TASKS AND EXERCISES —
1. In the patent claims on particle diameter measurement, what does the second computing section base its calculation of particle diameter on?
2. Write the next claims in the patent claims on particle diameter measurement, picking up right after claim 10.

QUOTED PASSAGE —
+ + + + + + +

6. A particle diameter measuring apparatus as set forth in claim 1, wherein the image pickup section comprises a two-dimensional image pickup device.
7. A particle diameter measuring apparatus as set forth in claim 1, wherein the dark field illumination section comprises a light source which illuminates the particles, and a light blocking member provided in a light path extending from the light source to the particles for blocking light raveling along and around an optical axis thereof.
8. A particle diameter measuring apparatus comprising:
a dark field illumination section which dark-field-illuminates particles;
a first image pickup device which captures a particle image of each of the dark-field-illuminated particles;
a first computing section which calculates a particle diameter of each particle on the basis of luminance of the particle image captured by the first image pickup device;
a bright field illumination section which bright-field-illuminates the particles;
a second image pickup device which captures a particle image of each of the bright-field-illuminated particles; and
a second computing section which calculates the particle diameter on the basis of a morphological characteristic of the particle image captured by the second image pickup device.
9. A particle diameter measuring apparatus as set forth in claim 8, wherein the first computing section calculates the particle diameter if the captured particle image has a total pixel number smaller than a predetermined value, and the second computing section calculates the particle diameter if the captured particle image has a total pixel number not smaller than the predetermined value.
10. A particle diameter measuring apparatus as set forth in claim 8, wherein the first computing section calculates the particle diameter on the basis of the luminance of the particle image captured by the first image pickup device from a monotonously increasing function.

+ + + + + + +

MATERIAL —

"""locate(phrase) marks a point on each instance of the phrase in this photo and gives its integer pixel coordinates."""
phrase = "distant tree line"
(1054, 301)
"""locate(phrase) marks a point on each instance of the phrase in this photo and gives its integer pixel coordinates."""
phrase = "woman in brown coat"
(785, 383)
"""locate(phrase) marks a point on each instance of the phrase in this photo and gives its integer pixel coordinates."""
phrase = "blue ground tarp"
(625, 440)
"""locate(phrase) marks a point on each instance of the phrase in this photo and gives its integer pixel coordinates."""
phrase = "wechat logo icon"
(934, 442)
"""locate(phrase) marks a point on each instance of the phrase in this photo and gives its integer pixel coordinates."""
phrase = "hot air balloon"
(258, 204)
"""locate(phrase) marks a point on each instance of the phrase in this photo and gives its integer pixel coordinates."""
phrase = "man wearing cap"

+ + + + + + +

TASK-BY-TASK RESULTS —
1. It bases it on a morphological characteristic of the particle image captured by the second image pickup device.

2.
11. A particle diameter measuring apparatus as set forth in claim 8, wherein the second computing section calculates the particle diameter on the basis of an area of the particle image captured by the second image pickup device.
12. A particle diameter measuring apparatus as set forth in claim 8, further comprising a flow cell through which a suspension liquid containing particles is passed.
13. A particle diameter measuring apparatus as set forth in claim 8, wherein the first and second image pickup devices each comprise a two-dimensional image pickup device.
14. A particle diameter measuring apparatus comprising:
a light source for illuminating particles;
a first filter provided in a light path extending from the light source to the particles for blocking light of a predetermined wavelength traveling along and around an optical axis thereof;
first optical means which illuminates the particles with light passing through the first filter and with light traveling outside the first filter;
second optical means which divides light from the illuminated particles into two light components;
a first image pickup device which captures a particle image of each of the particles by one of the light components divided by the second optical means;
a second image pickup device which captures a particle image of each of the particles by the other light component divided by the second optical means; and
a second filter disposed in a light path extending between the second optical means and the first image pickup device and transmitting only the light of the predetermined wavelength.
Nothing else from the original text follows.